REQUIRED WORK. Can you rewrite the listing in full, starting at the line that contains "white cloud, a" and ending at the last line of the listing, with both of those lines included? Offset every coordinate in the answers by 21 and leave all other text unchanged.

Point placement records
☆ ☆ ☆
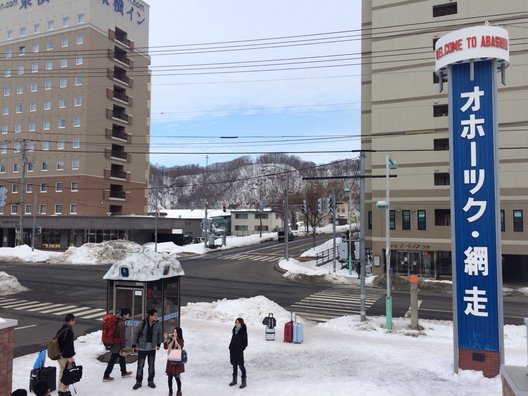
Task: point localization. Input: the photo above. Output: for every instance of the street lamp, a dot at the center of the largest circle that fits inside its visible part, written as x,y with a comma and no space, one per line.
389,164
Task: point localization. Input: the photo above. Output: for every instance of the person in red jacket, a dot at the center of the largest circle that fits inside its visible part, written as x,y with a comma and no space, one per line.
65,338
116,350
236,351
173,370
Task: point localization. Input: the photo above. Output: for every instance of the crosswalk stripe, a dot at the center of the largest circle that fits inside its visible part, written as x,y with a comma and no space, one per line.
59,307
34,304
13,304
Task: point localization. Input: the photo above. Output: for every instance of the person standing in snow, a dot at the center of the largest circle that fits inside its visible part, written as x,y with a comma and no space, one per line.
65,338
148,336
116,350
236,351
173,370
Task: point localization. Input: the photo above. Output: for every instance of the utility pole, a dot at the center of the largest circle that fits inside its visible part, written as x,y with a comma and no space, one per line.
362,232
20,238
206,222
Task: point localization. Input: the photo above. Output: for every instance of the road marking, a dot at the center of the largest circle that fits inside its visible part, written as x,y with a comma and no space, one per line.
25,327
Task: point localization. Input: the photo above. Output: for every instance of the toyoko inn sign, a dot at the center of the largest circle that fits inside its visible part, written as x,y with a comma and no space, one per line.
470,58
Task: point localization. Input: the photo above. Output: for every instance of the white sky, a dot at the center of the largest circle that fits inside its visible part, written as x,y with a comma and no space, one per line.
341,357
307,100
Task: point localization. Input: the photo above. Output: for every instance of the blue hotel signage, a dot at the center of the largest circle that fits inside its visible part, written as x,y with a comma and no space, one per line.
133,10
473,169
470,58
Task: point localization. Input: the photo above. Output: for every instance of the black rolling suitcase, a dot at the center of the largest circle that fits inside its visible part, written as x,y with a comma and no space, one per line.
47,374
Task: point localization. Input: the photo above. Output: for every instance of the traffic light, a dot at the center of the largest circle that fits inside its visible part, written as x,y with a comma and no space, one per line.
3,196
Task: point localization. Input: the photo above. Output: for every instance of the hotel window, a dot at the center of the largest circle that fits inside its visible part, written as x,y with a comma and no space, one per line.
518,225
444,9
422,220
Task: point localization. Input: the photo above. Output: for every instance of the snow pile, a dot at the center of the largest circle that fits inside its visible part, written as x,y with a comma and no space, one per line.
9,284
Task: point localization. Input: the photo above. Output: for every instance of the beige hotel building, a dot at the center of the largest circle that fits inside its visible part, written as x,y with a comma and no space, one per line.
75,107
405,116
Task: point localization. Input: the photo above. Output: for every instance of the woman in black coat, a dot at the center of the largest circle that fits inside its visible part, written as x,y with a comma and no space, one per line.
236,351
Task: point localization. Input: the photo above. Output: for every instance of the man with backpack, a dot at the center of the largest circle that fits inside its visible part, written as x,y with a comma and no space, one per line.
65,339
148,338
116,339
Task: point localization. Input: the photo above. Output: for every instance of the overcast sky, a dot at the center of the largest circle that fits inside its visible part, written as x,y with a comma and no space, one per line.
200,97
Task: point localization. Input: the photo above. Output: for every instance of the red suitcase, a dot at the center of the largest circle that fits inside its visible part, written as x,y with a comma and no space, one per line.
288,331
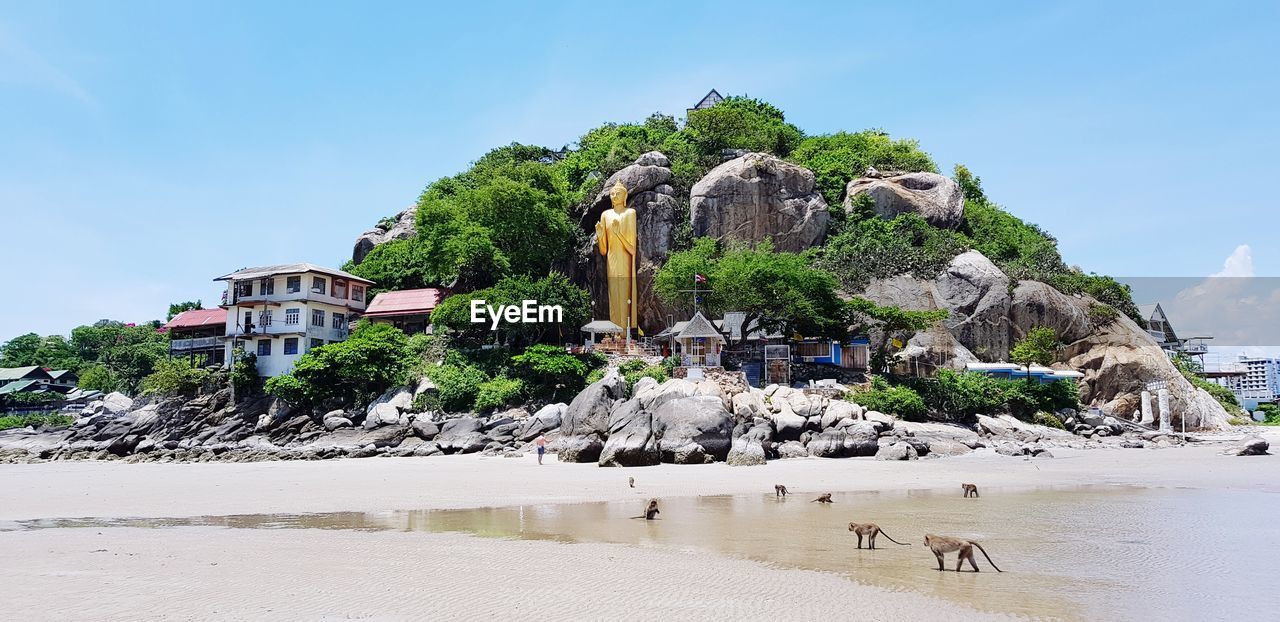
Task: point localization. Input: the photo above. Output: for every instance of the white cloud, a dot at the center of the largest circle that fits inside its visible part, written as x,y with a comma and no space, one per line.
1238,264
☆ ☆ ☆
FINISHED ANSWER.
Task: point localization. Input: the photo above. Output: for every instance of the white cloud, a dot at the center of the largest circle that fits inside its visible part, written as x,y with a comma and no space, one per line.
1259,285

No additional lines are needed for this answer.